» TASK TO COMPLETE
Print the entire listing. Each line must match the original exactly.

» DATA EXTRACT
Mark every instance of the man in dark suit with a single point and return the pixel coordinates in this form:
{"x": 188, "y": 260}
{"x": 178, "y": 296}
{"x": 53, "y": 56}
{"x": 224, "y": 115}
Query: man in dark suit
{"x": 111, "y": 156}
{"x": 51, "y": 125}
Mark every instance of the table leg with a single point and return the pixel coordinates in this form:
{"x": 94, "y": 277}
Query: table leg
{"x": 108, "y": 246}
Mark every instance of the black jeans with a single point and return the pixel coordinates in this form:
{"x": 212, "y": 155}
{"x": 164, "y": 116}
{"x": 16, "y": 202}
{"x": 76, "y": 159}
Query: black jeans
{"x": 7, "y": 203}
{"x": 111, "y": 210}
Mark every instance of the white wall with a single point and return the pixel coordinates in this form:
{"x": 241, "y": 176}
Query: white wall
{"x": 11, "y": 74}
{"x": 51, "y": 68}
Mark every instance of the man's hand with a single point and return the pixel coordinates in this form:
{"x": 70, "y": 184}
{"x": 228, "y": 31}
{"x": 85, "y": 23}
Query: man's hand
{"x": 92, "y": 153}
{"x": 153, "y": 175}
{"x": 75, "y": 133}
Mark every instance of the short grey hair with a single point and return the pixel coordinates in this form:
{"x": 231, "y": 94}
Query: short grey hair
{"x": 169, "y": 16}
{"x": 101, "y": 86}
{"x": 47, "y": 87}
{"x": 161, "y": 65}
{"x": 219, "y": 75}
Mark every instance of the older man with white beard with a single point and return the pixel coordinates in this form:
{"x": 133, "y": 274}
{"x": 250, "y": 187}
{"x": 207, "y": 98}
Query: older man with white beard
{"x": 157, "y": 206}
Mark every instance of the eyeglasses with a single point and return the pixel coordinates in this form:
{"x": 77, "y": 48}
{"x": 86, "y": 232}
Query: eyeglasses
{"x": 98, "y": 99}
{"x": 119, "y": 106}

» SOLUTION TO THIS PROBLEM
Mark every instance of the man in dark suit with a single point and return the pixel coordinates in this form:
{"x": 188, "y": 260}
{"x": 178, "y": 296}
{"x": 53, "y": 56}
{"x": 224, "y": 115}
Query: man in dark suit
{"x": 111, "y": 156}
{"x": 51, "y": 125}
Mark every instance of the table leg with a single point and return the pixel coordinates in this form:
{"x": 94, "y": 277}
Query: table leg
{"x": 108, "y": 246}
Mark every instance of the black jeans with a single point and return the pixel coordinates in this form:
{"x": 212, "y": 155}
{"x": 164, "y": 116}
{"x": 16, "y": 202}
{"x": 76, "y": 159}
Query: black jeans
{"x": 7, "y": 203}
{"x": 111, "y": 210}
Mark every instance of the white wall with a single point and return the pixel coordinates in this form:
{"x": 241, "y": 176}
Query: white wall
{"x": 11, "y": 74}
{"x": 51, "y": 68}
Mark every instance of the man's hand with a single point and return the pixel coordinates in this form:
{"x": 70, "y": 184}
{"x": 228, "y": 31}
{"x": 85, "y": 23}
Query: man's hand
{"x": 92, "y": 153}
{"x": 153, "y": 175}
{"x": 75, "y": 133}
Mark every instance of the short grey hair with a single point and return the pixel coordinates in this form:
{"x": 231, "y": 94}
Query: short grey hair
{"x": 169, "y": 16}
{"x": 101, "y": 86}
{"x": 47, "y": 87}
{"x": 161, "y": 65}
{"x": 219, "y": 75}
Mark every instance of the older man with white beard with a single point and return the pixel coordinates in this form:
{"x": 133, "y": 274}
{"x": 250, "y": 187}
{"x": 207, "y": 98}
Query: older man with white beard
{"x": 157, "y": 206}
Mark every instance of the eyeglasses with a single point and return the pixel coordinates in this form:
{"x": 77, "y": 48}
{"x": 86, "y": 232}
Query: eyeglasses
{"x": 98, "y": 99}
{"x": 119, "y": 106}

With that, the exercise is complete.